Exercise |
Take the line containing "Would you mind pointing to the black rubber" through the last line of the data and retype those lines exactly. Pictures do not belong in the copy.

Dataset records |
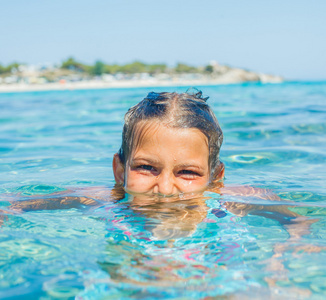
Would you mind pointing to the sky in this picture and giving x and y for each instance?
(280, 37)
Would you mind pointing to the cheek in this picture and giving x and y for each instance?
(137, 182)
(193, 185)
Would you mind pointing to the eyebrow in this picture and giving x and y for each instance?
(147, 160)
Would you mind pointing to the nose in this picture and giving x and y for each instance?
(165, 184)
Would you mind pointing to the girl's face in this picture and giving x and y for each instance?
(167, 161)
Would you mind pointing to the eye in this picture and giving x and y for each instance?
(189, 173)
(145, 168)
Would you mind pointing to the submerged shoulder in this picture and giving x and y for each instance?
(248, 191)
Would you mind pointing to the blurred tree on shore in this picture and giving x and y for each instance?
(73, 65)
(9, 69)
(183, 68)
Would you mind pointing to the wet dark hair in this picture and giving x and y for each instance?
(183, 110)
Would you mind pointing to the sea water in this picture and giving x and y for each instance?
(58, 143)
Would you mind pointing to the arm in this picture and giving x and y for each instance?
(52, 203)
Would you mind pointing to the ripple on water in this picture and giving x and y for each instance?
(39, 189)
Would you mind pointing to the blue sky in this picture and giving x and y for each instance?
(284, 37)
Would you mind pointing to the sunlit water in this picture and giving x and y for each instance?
(50, 142)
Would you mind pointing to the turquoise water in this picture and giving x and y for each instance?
(62, 142)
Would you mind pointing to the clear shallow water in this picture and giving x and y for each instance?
(274, 137)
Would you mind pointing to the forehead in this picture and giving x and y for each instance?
(157, 138)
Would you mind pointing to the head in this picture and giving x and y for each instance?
(186, 118)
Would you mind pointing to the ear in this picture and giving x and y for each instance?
(118, 169)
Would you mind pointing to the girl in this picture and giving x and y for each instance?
(170, 152)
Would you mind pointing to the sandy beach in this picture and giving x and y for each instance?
(99, 84)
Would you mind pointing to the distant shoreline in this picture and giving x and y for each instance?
(94, 84)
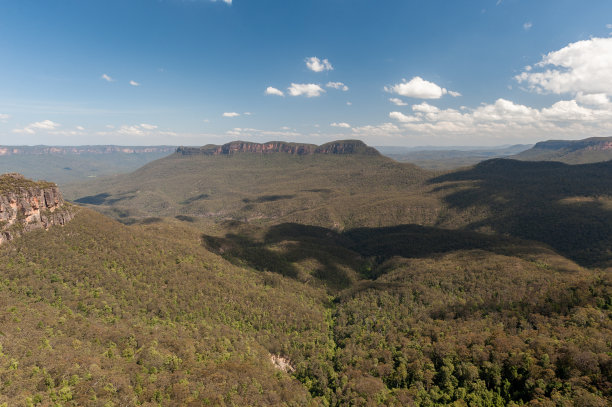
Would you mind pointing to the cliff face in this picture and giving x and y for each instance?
(81, 150)
(26, 205)
(335, 147)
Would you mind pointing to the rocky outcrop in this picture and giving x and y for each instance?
(26, 205)
(82, 150)
(234, 147)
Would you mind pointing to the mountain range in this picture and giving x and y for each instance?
(293, 274)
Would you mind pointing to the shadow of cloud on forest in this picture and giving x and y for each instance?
(529, 200)
(362, 250)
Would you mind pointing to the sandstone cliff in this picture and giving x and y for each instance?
(82, 150)
(26, 205)
(334, 147)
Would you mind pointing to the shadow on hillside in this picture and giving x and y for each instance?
(362, 250)
(563, 206)
(104, 199)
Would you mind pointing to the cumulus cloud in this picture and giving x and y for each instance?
(580, 67)
(32, 128)
(273, 91)
(593, 99)
(306, 89)
(419, 88)
(337, 85)
(143, 130)
(316, 65)
(381, 130)
(566, 118)
(401, 117)
(398, 102)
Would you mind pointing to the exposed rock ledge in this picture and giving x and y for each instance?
(26, 205)
(334, 147)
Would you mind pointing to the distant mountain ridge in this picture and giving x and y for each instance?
(334, 147)
(107, 149)
(590, 150)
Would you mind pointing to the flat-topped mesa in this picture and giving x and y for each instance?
(589, 144)
(334, 147)
(26, 205)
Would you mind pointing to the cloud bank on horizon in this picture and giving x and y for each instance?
(399, 91)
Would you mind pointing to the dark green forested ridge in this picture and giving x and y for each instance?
(590, 150)
(146, 314)
(316, 280)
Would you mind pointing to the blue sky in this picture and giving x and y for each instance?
(192, 72)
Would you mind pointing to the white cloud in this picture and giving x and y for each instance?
(504, 118)
(381, 130)
(401, 117)
(307, 89)
(273, 91)
(32, 128)
(419, 88)
(593, 99)
(141, 131)
(316, 65)
(398, 102)
(337, 85)
(567, 110)
(583, 66)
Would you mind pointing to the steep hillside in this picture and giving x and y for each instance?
(341, 184)
(98, 313)
(568, 207)
(64, 164)
(590, 150)
(449, 158)
(26, 205)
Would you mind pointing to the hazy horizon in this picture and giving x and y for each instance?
(406, 73)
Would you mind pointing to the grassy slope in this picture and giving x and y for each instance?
(97, 311)
(63, 169)
(327, 190)
(566, 207)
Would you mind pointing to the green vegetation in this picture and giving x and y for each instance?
(13, 182)
(327, 190)
(67, 167)
(591, 150)
(564, 206)
(99, 312)
(449, 159)
(319, 280)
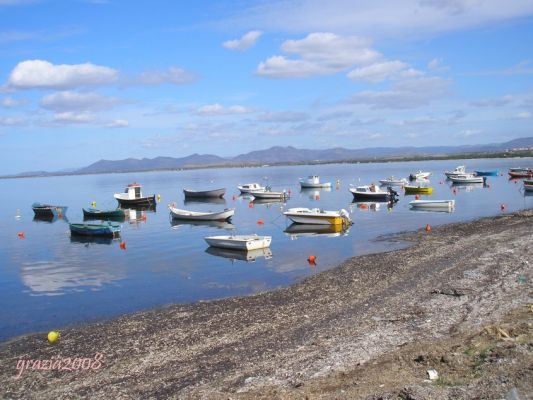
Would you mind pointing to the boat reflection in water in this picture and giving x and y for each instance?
(304, 230)
(241, 255)
(176, 223)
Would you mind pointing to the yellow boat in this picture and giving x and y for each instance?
(418, 189)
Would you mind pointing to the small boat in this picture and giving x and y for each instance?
(520, 172)
(419, 175)
(432, 204)
(224, 215)
(392, 181)
(493, 172)
(215, 193)
(460, 170)
(468, 179)
(239, 242)
(317, 216)
(47, 210)
(409, 189)
(133, 196)
(250, 187)
(373, 193)
(93, 213)
(313, 181)
(107, 228)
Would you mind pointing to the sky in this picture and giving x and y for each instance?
(87, 80)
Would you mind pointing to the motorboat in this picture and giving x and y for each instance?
(224, 215)
(313, 181)
(432, 204)
(133, 196)
(214, 193)
(419, 175)
(250, 187)
(318, 216)
(392, 181)
(373, 193)
(239, 242)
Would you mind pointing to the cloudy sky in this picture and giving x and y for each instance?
(107, 79)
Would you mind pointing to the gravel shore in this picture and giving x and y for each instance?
(458, 301)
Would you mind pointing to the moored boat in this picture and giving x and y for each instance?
(133, 196)
(239, 242)
(224, 215)
(317, 216)
(107, 228)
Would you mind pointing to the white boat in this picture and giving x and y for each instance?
(317, 216)
(250, 187)
(419, 175)
(467, 178)
(201, 216)
(433, 204)
(239, 242)
(392, 181)
(313, 181)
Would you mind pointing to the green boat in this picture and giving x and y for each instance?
(93, 213)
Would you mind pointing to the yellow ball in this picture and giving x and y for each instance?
(53, 336)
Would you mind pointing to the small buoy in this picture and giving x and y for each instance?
(53, 336)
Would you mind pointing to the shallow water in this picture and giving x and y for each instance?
(49, 279)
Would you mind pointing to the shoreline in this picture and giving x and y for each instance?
(308, 339)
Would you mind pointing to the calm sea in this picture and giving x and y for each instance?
(50, 280)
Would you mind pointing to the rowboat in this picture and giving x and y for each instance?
(249, 187)
(313, 181)
(93, 213)
(49, 211)
(104, 229)
(224, 215)
(239, 242)
(133, 196)
(215, 193)
(317, 216)
(418, 189)
(373, 193)
(432, 204)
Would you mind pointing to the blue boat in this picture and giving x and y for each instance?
(108, 228)
(488, 173)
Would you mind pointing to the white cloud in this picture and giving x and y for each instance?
(319, 54)
(244, 43)
(39, 74)
(377, 72)
(74, 101)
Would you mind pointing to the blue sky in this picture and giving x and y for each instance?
(87, 80)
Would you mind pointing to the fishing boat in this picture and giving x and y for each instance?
(107, 228)
(93, 213)
(313, 181)
(224, 215)
(133, 196)
(432, 204)
(373, 193)
(493, 172)
(392, 181)
(520, 172)
(410, 189)
(250, 187)
(47, 210)
(317, 216)
(239, 242)
(214, 193)
(419, 175)
(468, 179)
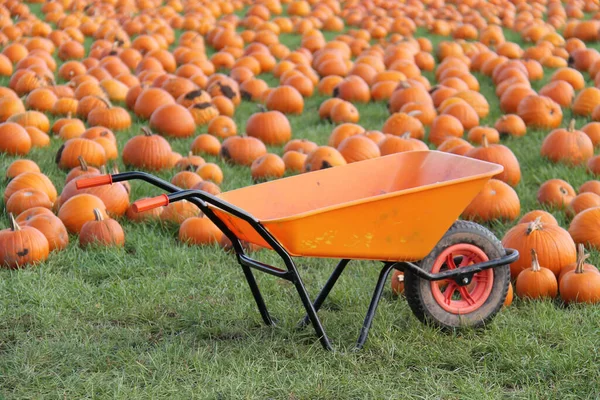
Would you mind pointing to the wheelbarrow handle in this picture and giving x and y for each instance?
(94, 181)
(150, 203)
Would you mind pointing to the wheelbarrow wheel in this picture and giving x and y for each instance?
(447, 305)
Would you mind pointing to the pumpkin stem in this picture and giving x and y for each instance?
(146, 131)
(104, 100)
(535, 263)
(581, 257)
(484, 142)
(13, 223)
(535, 225)
(83, 165)
(98, 215)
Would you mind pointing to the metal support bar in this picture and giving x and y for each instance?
(364, 332)
(326, 289)
(278, 272)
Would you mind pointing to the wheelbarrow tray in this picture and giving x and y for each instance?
(392, 208)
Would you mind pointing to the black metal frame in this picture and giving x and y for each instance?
(202, 200)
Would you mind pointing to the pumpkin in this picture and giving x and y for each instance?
(294, 160)
(344, 112)
(540, 112)
(584, 228)
(189, 163)
(301, 145)
(20, 246)
(222, 127)
(14, 139)
(580, 285)
(555, 193)
(498, 154)
(509, 296)
(323, 157)
(400, 123)
(206, 144)
(586, 101)
(79, 209)
(38, 138)
(110, 117)
(398, 144)
(199, 231)
(52, 228)
(568, 146)
(147, 151)
(536, 282)
(271, 127)
(559, 91)
(358, 148)
(101, 231)
(173, 120)
(203, 113)
(208, 187)
(210, 172)
(544, 216)
(242, 150)
(115, 197)
(285, 99)
(398, 282)
(583, 201)
(581, 257)
(590, 186)
(149, 100)
(353, 89)
(510, 125)
(554, 245)
(267, 166)
(31, 180)
(445, 126)
(185, 179)
(25, 199)
(20, 166)
(497, 200)
(68, 155)
(179, 211)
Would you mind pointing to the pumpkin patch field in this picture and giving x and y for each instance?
(100, 301)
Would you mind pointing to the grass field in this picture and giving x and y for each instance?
(159, 319)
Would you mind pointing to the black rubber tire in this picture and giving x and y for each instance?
(418, 291)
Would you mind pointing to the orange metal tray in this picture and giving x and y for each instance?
(392, 208)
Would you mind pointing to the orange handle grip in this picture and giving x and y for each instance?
(94, 181)
(150, 203)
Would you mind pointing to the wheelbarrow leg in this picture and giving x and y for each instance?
(385, 271)
(326, 289)
(310, 309)
(262, 308)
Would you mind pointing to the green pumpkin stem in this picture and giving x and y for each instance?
(581, 257)
(98, 215)
(13, 223)
(535, 263)
(484, 142)
(82, 164)
(146, 131)
(535, 225)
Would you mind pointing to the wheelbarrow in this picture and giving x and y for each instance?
(399, 209)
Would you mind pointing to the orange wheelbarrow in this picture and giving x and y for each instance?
(400, 209)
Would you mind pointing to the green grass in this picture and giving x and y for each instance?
(159, 319)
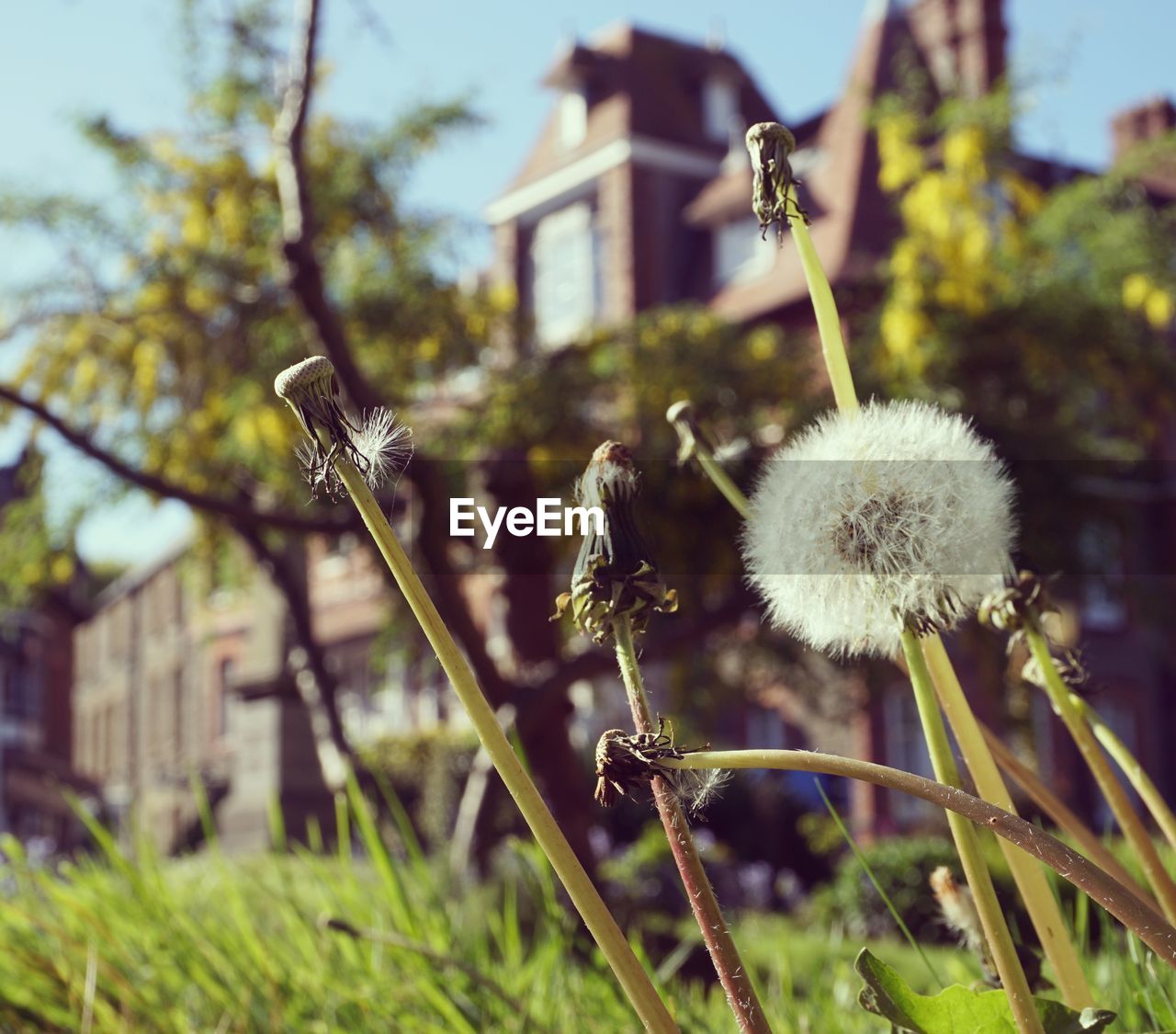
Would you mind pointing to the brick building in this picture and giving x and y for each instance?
(36, 713)
(176, 676)
(637, 193)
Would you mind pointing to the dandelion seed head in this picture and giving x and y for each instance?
(957, 907)
(697, 789)
(385, 445)
(897, 516)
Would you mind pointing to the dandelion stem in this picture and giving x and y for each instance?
(828, 323)
(1063, 816)
(596, 916)
(735, 980)
(996, 931)
(1132, 768)
(1028, 874)
(722, 482)
(1135, 915)
(1112, 789)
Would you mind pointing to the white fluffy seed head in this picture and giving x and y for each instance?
(385, 444)
(899, 514)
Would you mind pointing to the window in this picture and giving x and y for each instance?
(906, 748)
(566, 274)
(1101, 550)
(741, 253)
(720, 108)
(573, 117)
(225, 699)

Exercise answer |
Would you mind pointing to the black rubber tire in this picture and giving x and y for each instance?
(418, 291)
Would you mind pointing to the orange metal tray in this picture and giving x and y for each instance?
(392, 208)
Would you mind pointing to the orange handle grip in this picture and giving x and y for each instance?
(94, 181)
(150, 203)
Would you mind pointing to the wheelbarrow leg in this picture and giving x and y for each instance?
(385, 271)
(326, 289)
(310, 309)
(262, 308)
Would you mind pointing to the green pumpkin stem in this picture and giving x and y for each instance?
(581, 257)
(98, 215)
(13, 223)
(535, 263)
(484, 142)
(82, 164)
(146, 131)
(535, 225)
Would you mind pointing to the wheelbarrow in this picture and giving x and y for each instance?
(399, 209)
Would you mind pointing to the orange wheelbarrow in this picture and giving x and y for each instance?
(400, 209)
Would you mind pointing to the green grass in this picture and giving x and y for each instance?
(159, 319)
Would you mind pointing to the brick building in this picture and giving x and y for each instance?
(36, 713)
(176, 676)
(637, 193)
Would you mind pointing to the dandelion seed head in this picture and giving x and y for each instance?
(957, 907)
(697, 789)
(385, 445)
(897, 516)
Would you mind pointing to the dandelion stem in this picture and giving x and y for each instance?
(828, 323)
(1063, 816)
(596, 916)
(735, 980)
(996, 931)
(1132, 768)
(1028, 874)
(722, 482)
(1135, 915)
(1112, 789)
Would you mind pointing to the white fluffy seed head in this picture and giving x and y for each instance?
(385, 444)
(899, 514)
Would you mind pointing to the window in this picture and giving x and y for each instance?
(906, 748)
(566, 274)
(1101, 550)
(741, 253)
(720, 108)
(573, 117)
(225, 699)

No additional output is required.